>> begin Passage provided
I will conduct the experiment. Focal Chorus 806v. Let me know if there's anything about this speaker that is beyond the capabilities of amps that will do 4 ohms.

QUOTE="JerryLove;562495"]
How does this even make sense? How does a room affect an amp?!? An amp has no knowledge of soundwaves once they leave the driver. [/QUOTE]

Sound heard by the listener is influenced by the room, speakers, amps, etc. you will never know if the amp colors sound if you don't know what the amps sounds like in the first place. Practically, you'll need a source of reference. This is merely the next best scenario. 



JerryLove said:


> In the real world there was a public $10,000 offer that they didn't (again: excepting amps *deliberately* coloring sound and amps insufficient to the speakers being driven).
> 
> In the real world (because this challenge was taken to audio shows) hundreds of people tried.
> 
> ...


I will investigate. I hope he qualifies my amp choices. 
Hundreds of people is not a significant number against the number of people who choose their stereos because of sound. I have taken some tests and have done well in them. I don't know the scores of hundreds of people, but these tests explores hearing sensitivity, and familiarity of frequencies, and I'm pretty sure, being free, many would have taken them too. 

I think what would encourage people to take the challenge is if they were more transparent in how the tests are conducted, list qualified amps and models. I'd buy those amps and try them out myself, and not have to pay admission fee for a hypothesis. 

Before this thread, I never knew that $10,000 was up for grabs. 

Regarding the mic, I think, within reason, a person can tell the difference in 3dB bump in a frequency response. I took a Harman Kardon test that did that. Full marks. 
There are frequencies there that we can't hear- fine. But in the middle chuck of the curve is something we can. And if the mic shows differences by at least 3dB at some frequencies, it would be reasonable to believe that there are differences. I'm likely to believe temperature affects sound in some way, but not at 3dB, and at the expense to say the same amp will sound different because of room's temperature. 



JerryLove said:


> This feels like a red herring


Well, the point is that it may have similar parts, but every board in the chassis plays a part. Just as it does for amplifiers. Technicians/music lover friends have replaced parts in an amp with inferior-though same value components on an amp. And it sounds different from the original (Always best to get original parts from manufacturers or the exact parts used by the manufacturer). 



JerryLove said:


> Once you establish sufficiency to the speakers: yes. The differences are about efficiency, reliability, and aesthetics.
>> end Passage provided
>> begin Extracted data
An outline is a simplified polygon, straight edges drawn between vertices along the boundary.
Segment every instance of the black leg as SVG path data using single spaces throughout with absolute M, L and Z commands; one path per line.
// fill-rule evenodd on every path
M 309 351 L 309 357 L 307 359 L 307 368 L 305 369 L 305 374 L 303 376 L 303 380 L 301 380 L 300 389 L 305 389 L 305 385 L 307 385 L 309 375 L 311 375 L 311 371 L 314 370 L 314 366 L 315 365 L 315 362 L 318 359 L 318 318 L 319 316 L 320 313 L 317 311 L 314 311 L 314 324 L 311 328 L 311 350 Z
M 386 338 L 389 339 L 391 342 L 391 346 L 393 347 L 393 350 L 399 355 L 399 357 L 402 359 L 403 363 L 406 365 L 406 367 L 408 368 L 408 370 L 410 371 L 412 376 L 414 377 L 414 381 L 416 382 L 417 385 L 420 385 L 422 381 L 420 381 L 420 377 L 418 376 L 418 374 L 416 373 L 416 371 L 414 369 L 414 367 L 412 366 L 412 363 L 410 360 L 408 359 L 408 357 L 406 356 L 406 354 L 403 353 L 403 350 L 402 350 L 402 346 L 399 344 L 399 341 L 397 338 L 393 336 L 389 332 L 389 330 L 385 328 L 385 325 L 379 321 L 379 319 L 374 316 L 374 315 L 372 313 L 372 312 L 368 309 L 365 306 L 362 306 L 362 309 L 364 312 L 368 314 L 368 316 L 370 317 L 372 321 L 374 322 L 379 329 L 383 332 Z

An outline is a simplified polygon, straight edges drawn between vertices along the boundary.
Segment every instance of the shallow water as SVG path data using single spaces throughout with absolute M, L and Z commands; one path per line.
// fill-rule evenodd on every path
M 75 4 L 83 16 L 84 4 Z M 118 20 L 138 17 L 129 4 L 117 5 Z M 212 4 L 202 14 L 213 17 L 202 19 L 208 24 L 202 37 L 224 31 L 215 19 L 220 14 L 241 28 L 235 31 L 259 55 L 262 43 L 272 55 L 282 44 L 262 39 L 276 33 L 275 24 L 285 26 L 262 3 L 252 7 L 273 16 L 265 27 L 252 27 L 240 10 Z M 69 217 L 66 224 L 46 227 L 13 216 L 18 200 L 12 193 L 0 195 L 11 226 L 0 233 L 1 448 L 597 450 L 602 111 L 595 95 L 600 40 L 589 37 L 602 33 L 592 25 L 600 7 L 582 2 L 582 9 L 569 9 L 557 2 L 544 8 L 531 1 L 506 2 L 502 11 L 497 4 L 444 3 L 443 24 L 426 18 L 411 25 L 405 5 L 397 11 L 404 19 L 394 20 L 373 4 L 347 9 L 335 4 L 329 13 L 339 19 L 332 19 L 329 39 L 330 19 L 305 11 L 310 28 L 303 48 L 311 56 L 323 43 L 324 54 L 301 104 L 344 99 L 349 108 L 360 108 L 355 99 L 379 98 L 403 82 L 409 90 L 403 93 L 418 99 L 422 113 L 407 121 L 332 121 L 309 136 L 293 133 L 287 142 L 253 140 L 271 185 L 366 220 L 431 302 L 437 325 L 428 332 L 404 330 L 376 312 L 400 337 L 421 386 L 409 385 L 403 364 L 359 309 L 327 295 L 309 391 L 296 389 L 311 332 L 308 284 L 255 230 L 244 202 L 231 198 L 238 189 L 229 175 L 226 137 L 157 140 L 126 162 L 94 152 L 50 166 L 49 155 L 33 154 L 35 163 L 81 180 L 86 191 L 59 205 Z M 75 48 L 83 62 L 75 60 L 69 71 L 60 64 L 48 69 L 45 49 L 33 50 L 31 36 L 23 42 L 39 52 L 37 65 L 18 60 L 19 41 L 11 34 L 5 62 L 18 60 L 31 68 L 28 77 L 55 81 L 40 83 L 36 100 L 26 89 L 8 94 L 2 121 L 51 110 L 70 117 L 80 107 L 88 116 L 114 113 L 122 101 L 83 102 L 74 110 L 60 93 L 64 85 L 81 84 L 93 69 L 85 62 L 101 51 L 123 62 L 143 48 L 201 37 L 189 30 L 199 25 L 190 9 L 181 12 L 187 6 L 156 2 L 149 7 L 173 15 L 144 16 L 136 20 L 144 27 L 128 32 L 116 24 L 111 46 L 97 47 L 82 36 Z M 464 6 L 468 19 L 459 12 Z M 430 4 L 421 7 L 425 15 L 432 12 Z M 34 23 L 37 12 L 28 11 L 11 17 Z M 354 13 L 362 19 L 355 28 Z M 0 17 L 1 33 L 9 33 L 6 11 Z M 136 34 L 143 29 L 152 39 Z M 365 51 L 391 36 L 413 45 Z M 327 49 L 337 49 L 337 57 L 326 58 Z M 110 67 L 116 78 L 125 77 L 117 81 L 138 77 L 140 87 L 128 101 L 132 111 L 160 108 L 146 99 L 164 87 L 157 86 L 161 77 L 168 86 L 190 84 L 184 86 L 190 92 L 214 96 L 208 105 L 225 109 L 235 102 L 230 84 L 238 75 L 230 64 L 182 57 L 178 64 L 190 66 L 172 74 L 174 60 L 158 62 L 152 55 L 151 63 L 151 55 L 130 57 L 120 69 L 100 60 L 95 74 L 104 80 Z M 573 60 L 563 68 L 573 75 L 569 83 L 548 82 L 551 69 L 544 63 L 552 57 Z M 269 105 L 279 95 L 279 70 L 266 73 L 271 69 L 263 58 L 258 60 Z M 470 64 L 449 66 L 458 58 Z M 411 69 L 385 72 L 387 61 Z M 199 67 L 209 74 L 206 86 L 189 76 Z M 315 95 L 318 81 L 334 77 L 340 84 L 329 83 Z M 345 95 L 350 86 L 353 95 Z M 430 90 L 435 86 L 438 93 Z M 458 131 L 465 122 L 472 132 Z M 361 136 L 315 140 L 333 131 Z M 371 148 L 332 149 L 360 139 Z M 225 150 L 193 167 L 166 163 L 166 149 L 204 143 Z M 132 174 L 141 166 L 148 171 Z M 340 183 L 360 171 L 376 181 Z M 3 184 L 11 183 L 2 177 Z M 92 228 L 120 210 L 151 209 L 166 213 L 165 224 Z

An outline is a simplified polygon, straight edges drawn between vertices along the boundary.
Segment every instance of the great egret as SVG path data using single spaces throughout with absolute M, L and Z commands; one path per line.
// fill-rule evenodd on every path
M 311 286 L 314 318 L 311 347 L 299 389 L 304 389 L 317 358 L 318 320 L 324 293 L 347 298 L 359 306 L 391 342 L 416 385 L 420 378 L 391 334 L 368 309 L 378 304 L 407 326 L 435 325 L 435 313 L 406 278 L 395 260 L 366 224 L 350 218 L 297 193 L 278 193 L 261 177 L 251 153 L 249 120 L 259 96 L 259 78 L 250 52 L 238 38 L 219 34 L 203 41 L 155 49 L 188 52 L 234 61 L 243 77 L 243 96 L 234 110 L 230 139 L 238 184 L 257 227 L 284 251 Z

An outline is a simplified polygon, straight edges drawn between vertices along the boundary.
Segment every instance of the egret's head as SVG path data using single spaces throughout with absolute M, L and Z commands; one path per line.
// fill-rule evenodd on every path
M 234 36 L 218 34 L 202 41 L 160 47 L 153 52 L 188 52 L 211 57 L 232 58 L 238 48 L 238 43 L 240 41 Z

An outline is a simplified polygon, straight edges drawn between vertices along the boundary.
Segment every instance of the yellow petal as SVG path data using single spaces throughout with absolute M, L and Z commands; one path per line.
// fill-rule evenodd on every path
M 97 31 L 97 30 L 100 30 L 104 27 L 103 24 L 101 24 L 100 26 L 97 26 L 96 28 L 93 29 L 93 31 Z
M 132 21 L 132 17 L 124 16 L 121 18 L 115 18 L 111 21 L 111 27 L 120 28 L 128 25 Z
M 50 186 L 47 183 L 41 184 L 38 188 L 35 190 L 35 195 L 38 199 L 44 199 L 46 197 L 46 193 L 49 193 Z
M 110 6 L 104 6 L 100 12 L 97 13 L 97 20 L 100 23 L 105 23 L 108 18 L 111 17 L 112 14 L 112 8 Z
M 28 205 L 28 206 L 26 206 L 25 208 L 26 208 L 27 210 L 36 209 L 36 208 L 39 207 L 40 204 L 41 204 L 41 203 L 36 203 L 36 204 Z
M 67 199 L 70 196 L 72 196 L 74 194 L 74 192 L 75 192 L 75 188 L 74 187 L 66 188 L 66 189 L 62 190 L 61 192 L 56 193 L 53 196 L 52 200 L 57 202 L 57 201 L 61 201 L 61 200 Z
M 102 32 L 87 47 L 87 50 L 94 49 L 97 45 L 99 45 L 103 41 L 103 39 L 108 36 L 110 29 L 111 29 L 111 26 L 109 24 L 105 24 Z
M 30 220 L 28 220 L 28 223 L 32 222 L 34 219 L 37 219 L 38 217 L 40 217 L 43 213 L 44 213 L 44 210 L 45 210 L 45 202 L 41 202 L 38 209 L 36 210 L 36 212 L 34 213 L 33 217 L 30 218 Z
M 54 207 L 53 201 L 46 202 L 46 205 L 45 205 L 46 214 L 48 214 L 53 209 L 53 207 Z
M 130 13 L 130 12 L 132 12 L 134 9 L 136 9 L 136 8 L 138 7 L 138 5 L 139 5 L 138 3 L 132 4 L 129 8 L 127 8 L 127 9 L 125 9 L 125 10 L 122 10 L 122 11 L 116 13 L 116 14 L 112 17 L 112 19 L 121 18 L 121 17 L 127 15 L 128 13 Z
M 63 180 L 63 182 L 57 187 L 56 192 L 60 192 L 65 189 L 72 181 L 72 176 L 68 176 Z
>> end Extracted data
>> begin Extracted data
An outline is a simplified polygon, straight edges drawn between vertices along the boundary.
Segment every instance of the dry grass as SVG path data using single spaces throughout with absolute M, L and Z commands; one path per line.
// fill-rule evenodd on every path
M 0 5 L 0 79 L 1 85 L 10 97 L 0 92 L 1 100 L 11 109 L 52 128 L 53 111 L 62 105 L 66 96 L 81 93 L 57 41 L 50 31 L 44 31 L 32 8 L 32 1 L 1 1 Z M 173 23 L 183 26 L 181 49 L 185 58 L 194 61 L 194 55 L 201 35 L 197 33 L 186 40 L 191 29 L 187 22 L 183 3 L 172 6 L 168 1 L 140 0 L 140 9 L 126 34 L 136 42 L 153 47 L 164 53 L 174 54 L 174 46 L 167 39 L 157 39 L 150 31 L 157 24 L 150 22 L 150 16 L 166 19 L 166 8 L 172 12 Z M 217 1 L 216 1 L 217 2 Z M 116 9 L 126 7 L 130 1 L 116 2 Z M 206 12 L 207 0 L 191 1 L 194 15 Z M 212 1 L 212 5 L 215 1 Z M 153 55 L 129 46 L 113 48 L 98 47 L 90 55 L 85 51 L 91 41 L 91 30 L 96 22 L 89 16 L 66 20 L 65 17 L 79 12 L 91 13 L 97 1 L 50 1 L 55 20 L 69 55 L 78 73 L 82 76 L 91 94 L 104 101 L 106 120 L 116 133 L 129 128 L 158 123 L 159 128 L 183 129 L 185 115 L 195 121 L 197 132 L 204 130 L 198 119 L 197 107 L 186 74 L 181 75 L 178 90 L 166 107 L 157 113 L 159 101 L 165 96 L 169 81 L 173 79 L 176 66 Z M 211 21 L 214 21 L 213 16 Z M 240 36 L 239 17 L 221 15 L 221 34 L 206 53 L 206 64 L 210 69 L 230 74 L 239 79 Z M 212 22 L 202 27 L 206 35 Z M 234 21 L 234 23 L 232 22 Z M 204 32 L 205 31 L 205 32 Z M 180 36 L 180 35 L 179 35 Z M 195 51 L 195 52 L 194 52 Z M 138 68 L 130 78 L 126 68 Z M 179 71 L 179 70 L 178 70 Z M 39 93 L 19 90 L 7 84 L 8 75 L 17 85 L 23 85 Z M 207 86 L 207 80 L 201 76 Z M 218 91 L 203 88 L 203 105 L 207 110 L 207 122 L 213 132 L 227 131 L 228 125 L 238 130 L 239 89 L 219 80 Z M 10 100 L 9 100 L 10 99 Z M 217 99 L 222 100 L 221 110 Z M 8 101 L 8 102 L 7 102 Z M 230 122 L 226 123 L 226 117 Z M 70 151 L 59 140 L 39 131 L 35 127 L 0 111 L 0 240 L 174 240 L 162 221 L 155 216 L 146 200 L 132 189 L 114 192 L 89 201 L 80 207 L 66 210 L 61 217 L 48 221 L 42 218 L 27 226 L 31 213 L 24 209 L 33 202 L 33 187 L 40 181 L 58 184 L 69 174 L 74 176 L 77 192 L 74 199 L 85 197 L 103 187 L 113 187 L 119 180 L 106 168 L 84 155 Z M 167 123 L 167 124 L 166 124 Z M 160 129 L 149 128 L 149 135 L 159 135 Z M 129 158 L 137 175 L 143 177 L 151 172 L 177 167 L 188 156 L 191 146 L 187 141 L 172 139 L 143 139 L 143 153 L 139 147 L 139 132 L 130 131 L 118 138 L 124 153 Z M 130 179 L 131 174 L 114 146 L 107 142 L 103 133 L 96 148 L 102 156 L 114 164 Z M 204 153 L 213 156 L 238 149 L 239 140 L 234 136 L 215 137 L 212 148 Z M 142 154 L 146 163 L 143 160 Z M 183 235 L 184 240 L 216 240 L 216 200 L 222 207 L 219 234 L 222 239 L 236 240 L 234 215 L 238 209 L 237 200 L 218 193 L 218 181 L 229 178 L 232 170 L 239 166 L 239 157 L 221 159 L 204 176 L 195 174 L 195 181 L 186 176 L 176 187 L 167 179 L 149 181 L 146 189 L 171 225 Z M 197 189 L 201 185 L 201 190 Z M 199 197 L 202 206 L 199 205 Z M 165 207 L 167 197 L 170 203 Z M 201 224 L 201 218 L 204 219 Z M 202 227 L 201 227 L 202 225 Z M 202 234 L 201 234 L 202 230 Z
>> end Extracted data
>> begin Extracted data
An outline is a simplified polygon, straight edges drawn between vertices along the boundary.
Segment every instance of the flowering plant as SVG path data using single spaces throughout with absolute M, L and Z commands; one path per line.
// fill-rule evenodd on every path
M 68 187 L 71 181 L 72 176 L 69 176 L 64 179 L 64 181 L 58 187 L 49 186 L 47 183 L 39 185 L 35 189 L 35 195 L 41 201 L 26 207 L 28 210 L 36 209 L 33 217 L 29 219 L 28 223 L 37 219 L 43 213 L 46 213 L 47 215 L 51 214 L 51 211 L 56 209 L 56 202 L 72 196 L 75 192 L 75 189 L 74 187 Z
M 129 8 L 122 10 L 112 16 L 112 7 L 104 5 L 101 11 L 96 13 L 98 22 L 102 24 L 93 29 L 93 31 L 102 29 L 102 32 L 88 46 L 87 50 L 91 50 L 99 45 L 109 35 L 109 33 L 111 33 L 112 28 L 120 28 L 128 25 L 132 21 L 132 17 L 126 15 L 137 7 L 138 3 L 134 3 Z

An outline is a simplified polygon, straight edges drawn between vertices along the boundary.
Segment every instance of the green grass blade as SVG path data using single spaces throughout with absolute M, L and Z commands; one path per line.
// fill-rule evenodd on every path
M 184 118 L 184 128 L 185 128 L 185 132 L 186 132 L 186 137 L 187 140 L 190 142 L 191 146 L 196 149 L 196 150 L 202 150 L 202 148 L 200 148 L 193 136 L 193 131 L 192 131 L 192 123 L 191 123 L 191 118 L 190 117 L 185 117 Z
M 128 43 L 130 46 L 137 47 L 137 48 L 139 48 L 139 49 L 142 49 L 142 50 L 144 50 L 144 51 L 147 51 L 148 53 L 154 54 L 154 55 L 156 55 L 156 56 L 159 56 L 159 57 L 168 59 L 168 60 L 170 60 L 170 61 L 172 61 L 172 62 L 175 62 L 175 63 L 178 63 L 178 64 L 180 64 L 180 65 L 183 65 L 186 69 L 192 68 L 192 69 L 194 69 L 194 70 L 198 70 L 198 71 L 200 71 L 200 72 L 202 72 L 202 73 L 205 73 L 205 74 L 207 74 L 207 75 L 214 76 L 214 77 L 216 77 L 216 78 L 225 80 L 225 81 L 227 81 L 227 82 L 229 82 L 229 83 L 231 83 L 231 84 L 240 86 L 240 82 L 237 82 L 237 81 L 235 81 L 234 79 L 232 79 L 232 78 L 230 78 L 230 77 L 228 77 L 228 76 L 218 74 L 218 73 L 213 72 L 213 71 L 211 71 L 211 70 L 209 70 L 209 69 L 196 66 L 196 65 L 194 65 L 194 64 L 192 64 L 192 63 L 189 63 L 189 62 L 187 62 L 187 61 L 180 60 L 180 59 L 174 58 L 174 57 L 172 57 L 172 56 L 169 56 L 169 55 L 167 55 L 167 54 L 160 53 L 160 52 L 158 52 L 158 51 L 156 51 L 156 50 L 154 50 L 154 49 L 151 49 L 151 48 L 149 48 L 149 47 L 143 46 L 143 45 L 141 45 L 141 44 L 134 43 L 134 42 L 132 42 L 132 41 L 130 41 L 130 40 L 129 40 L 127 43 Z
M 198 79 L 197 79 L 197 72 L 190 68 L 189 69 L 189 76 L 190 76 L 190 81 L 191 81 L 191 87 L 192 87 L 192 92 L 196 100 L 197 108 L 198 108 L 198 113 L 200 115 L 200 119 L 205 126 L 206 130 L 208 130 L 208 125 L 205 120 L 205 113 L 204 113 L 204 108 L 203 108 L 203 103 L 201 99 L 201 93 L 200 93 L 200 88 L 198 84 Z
>> end Extracted data
▶ [Problem requirements]:
Summarize the forum thread on amplifier sound in two sentences. The data is not required here.

▶ [Output below]:
The poster plans to run an experiment with Focal Chorus 806v speakers and argues that a room shapes what a listener hears, so a source of reference is needed to judge whether an amp colors sound. The poster also says the $10,000 challenge would encourage more people if it were more transparent about how tests are conducted and which amps qualify, holds that a mic showing differences of at least 3dB would make real differences reasonable to believe, and reports that amps whose parts were replaced with inferior components of the same value sounded different from the original.